Volume Management for ML Workloads

Volume selection criteria:

  • Performance: tmpfs > bind mount > named volume > network
  • Persistence: named volume, bind mount for stateful data
  • Sharing: NFS for multi-node access

Container Security Boundaries

# Run as non-root user
docker run --user 1000:1000 app

# Read-only root filesystem
docker run --read-only \
  --tmpfs /tmp \
  --tmpfs /var/run \
  app

# Drop capabilities
docker run --cap-drop ALL \
  --cap-add NET_BIND_SERVICE \
  app

# Security options
docker run --security-opt no-new-privileges \
  --security-opt apparmor=docker-default \
  app

Security layers:

  • User namespaces map container users to host UIDs
  • Capability dropping reduces attack surface
  • Read-only filesystems prevent persistence
  • AppArmor/SELinux provide mandatory access control

Production Patterns: Health Checks

# Dockerfile with health check
FROM python:3.11-slim

# Health check configuration
HEALTHCHECK --interval=30s \
  --timeout=3s \
  --start-period=60s \
  --retries=3 \
  CMD python -c "import requests; requests.get('http://localhost:8080/health')"

# Application setup
WORKDIR /app
COPY . .
RUN pip install -r requirements.txt

EXPOSE 8080
CMD ["python", "app.py"]

Health check types:

  • Liveness: Is the container running?
  • Readiness: Can the container accept traffic?
  • Startup: Has initialization completed?

Docker daemon actions on failure:

  • Restart container (restart policy dependent)

■ **Required actions**:
A) Can you write out, word for word, the part of the Docker excerpt that opens with the words containing "RUN pip install" and closes with "Has initialization completed?"?
B) How would you put the line "Read-only filesystems prevent persistence" from the Docker excerpt into Spanish?
Use only the Docker excerpt as your source.

■ **Data supplied**:
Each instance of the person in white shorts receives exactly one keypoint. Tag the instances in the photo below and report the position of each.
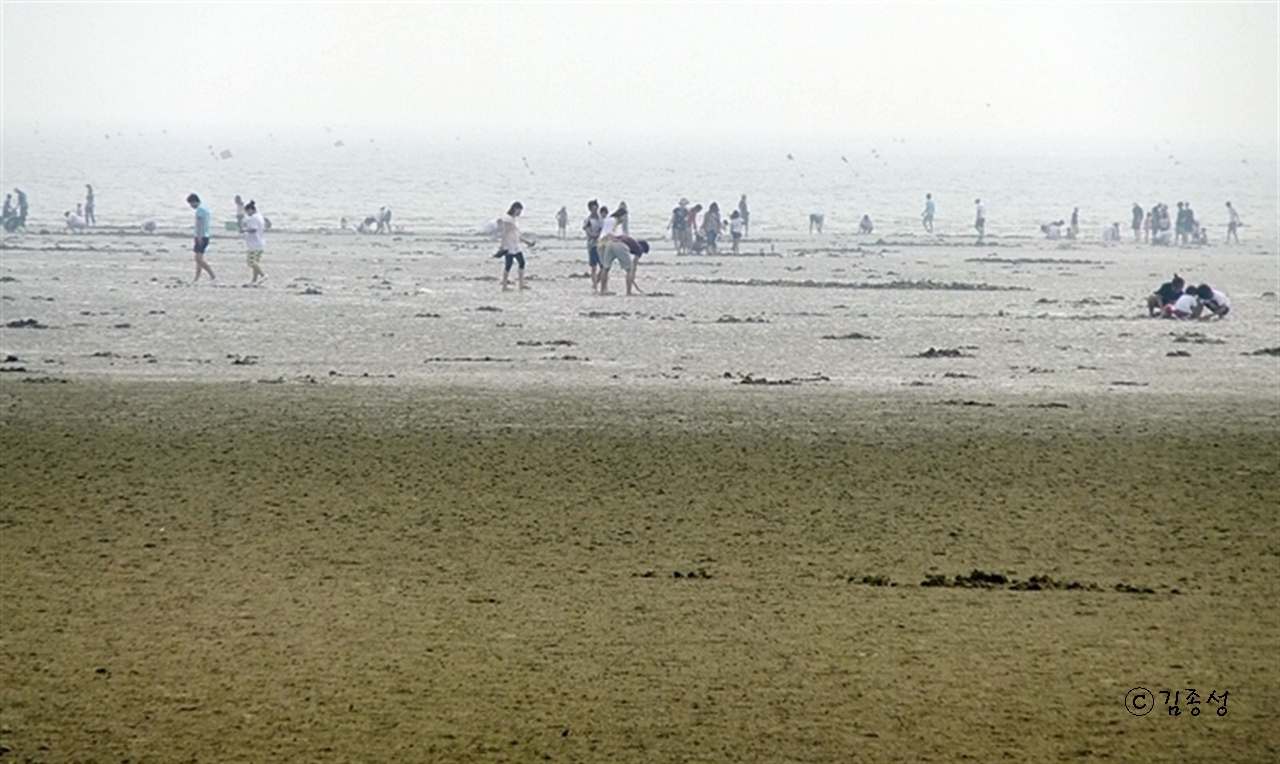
(255, 241)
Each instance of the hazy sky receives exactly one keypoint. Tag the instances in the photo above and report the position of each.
(1070, 71)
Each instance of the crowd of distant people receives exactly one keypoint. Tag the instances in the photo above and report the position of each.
(1175, 298)
(691, 237)
(694, 230)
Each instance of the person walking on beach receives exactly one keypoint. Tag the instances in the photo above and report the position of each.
(626, 252)
(202, 230)
(510, 247)
(712, 227)
(736, 227)
(1233, 224)
(255, 241)
(592, 227)
(677, 225)
(22, 207)
(624, 216)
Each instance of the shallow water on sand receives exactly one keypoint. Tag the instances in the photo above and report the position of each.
(1009, 318)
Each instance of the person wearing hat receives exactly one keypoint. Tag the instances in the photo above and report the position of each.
(255, 241)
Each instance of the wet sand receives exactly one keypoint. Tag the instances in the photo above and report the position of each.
(336, 572)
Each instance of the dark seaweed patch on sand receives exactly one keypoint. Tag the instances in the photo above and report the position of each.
(927, 284)
(850, 335)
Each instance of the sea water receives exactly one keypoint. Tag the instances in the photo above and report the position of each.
(899, 309)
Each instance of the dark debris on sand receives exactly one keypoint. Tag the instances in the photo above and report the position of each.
(850, 335)
(978, 579)
(26, 324)
(750, 379)
(942, 353)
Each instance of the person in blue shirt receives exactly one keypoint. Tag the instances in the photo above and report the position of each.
(202, 229)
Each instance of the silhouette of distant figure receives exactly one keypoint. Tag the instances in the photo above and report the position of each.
(1233, 224)
(202, 232)
(255, 241)
(562, 222)
(22, 207)
(510, 248)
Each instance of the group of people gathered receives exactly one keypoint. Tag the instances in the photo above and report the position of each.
(702, 238)
(1157, 227)
(608, 243)
(1175, 298)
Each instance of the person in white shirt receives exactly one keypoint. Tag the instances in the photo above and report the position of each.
(736, 228)
(508, 246)
(1233, 224)
(1212, 301)
(1184, 307)
(255, 239)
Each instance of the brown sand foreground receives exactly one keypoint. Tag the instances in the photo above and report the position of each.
(202, 572)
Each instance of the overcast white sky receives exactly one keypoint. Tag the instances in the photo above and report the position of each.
(1070, 71)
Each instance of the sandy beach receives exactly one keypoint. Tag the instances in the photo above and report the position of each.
(246, 572)
(376, 509)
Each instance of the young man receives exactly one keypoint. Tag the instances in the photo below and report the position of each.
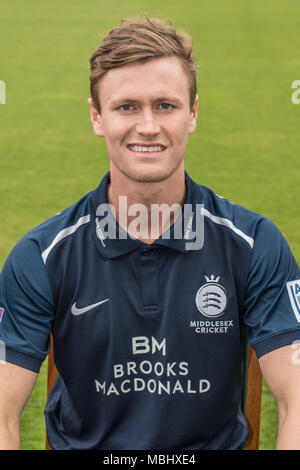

■ **Task responses**:
A)
RUN pip install -r requirements.txt

EXPOSE 8080
CMD ["python", "app.py"]

Health check types:

  • Liveness: Is the container running?
  • Readiness: Can the container accept traffic?
  • Startup: Has initialization completed?

B) Los sistemas de archivos de solo lectura impiden la persistencia